— begin Document extract —

[intel-sgx-kernel-dev,v4,5/8] intel_sgx: freeze VMAs after EPC pages have been added
diff mbox

Message ID 37306EFA9975BE469F115FDE982C075B9B695ABE@ORSMSX108.amr.corp.intel.com
State New
Headers show

Commit Message

Sean Christopherson Dec. 2, 2016, 9:23 p.m. UTC
Jarkko Sakkinen <jarkko.sakkinen@linux.intel.com> wrote:
> > Below is my suggested version of sgx_vma_open/sgx_vma_close to 
> > eliminate the calls to sgx_invalidate.  I think it makes sense to 
> > remove sgx_invalidate from sgx_vma_open as well as sgx_vma_close to 
> > keep "invalidate" behavior consistent between the two functions, and 
> > within sgx_vma_open itself, i.e. jump to out_fork like the other 
> > failing cases.  This also saves us from grabbing an unnecessary 
> > reference to the encl and results in an early return in the subsequent 
> > sgx_vma_close since vma->vm_private_data is null.
> 
> Is the difference to above is that you set the flag instead of calling
> sgx_invalidate()? Are there other differences?

The code also reinstates the zap_vma_ptes() calls in both functions and does not get a reference to the encl in the open case (because it jumps to out_fork).

— end Document extract —
— begin Record list —

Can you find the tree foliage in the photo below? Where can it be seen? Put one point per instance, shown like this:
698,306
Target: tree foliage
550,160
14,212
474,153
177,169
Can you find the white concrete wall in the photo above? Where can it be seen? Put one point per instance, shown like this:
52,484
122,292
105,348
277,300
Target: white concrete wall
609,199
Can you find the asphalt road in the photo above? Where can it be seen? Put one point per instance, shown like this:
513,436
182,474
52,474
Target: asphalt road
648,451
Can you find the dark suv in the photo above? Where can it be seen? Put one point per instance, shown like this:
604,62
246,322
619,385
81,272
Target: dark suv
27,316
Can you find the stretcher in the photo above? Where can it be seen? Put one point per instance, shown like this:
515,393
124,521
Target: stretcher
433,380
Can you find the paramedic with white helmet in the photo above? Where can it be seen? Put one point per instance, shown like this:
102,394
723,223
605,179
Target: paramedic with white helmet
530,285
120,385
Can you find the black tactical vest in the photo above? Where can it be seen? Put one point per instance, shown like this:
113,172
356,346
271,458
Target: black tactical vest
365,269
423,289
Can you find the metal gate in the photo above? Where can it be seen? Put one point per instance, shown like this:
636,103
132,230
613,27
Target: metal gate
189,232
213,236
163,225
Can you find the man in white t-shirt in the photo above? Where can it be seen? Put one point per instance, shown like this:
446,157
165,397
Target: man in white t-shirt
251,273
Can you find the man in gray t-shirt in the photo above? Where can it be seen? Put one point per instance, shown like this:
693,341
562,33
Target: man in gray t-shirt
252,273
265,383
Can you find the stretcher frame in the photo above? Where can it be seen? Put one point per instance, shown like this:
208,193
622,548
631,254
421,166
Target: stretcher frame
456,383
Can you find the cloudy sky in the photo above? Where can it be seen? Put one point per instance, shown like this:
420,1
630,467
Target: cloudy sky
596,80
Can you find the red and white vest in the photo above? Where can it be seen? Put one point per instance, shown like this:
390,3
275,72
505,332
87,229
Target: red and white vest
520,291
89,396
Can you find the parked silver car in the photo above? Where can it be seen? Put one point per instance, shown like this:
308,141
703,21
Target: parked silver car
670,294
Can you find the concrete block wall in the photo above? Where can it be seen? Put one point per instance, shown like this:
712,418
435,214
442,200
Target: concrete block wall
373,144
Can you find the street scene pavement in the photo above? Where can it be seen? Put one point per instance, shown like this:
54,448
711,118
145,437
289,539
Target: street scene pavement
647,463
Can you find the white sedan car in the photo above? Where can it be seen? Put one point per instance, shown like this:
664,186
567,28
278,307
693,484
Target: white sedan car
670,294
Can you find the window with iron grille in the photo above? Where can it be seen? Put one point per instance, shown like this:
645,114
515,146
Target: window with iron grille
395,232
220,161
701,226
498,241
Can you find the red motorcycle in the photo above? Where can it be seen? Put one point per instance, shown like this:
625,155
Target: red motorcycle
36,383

— end Record list —

- Written request 1: Name every kernel function mentioned in the SGX patch discussion.
- Written request 2: Continue the SGX patch discussion from its last sentence.

- Exercise answer 1: sgx_vma_open, sgx_vma_close, sgx_invalidate, zap_vma_ptes

- Exercise answer 2:
On top of your patch:

Comments

Jarkko Sakkinen Dec. 2, 2016, 10:04 p.m. UTC | #1
On Fri, Dec 02, 2016 at 09:23:54PM +0000, Christopherson, Sean J wrote:
> Jarkko Sakkinen <jarkko.sakkinen@linux.intel.com> wrote:
> > > Below is my suggested version of sgx_vma_open/sgx_vma_close to 
> > > eliminate the calls to sgx_invalidate.  I think it makes sense to 
> > > remove sgx_invalidate from sgx_vma_open as well as sgx_vma_close to 
> > > keep "invalidate" behavior consistent between the two functions, and 
> > > within sgx_vma_open itself, i.e. jump to out_fork like the other 
> > > failing cases.  This also saves us from grabbing an unnecessary 
> > > reference to the encl and results in an early return in the subsequent 
> > > sgx_vma_close since vma->vm_private_data is null.
> > 
> > Is the difference to above is that you set the flag instead of calling
> > sgx_invalidate()? Are there other differences?
> 
> The code also reinstates the zap_vma_ptes() calls in both functions and does not get a reference to the encl in the open case (because it jumps to out_fork).
> 
> 
> On top of your patch:

There's something wrong in your diff below because the patch in question
rips of vma_cnt already.

However, I see your point. In these cases it's fine to call the
zap_vma_ptes() for the VMA in question and not use the same route as in
suspend. I think I'll update the patch by stripping of invalidate
function completely and moving of the implementation to the suspend
callback.

I'll also squash the subsequent patch and instead of adding flag for
added pages I'll use secs_child_cnt. Just noticed that adding that flag
is redundant.

I'll send v6 with this update once the v5 series is otherwise checked
in order not to flood the ML too much if there are other issues. Please
give Reviewed-by for those patches that make sense to you so that we can
move forward.

/Jarkko

> 
> diff --git a/intel_sgx_vma.c b/intel_sgx_vma.c
> index 1349d73..90c34b3 100644
> --- a/intel_sgx_vma.c
> +++ b/intel_sgx_vma.c
> @@ -83,8 +83,9 @@ static void sgx_vma_open(struct vm_area_struct *vma)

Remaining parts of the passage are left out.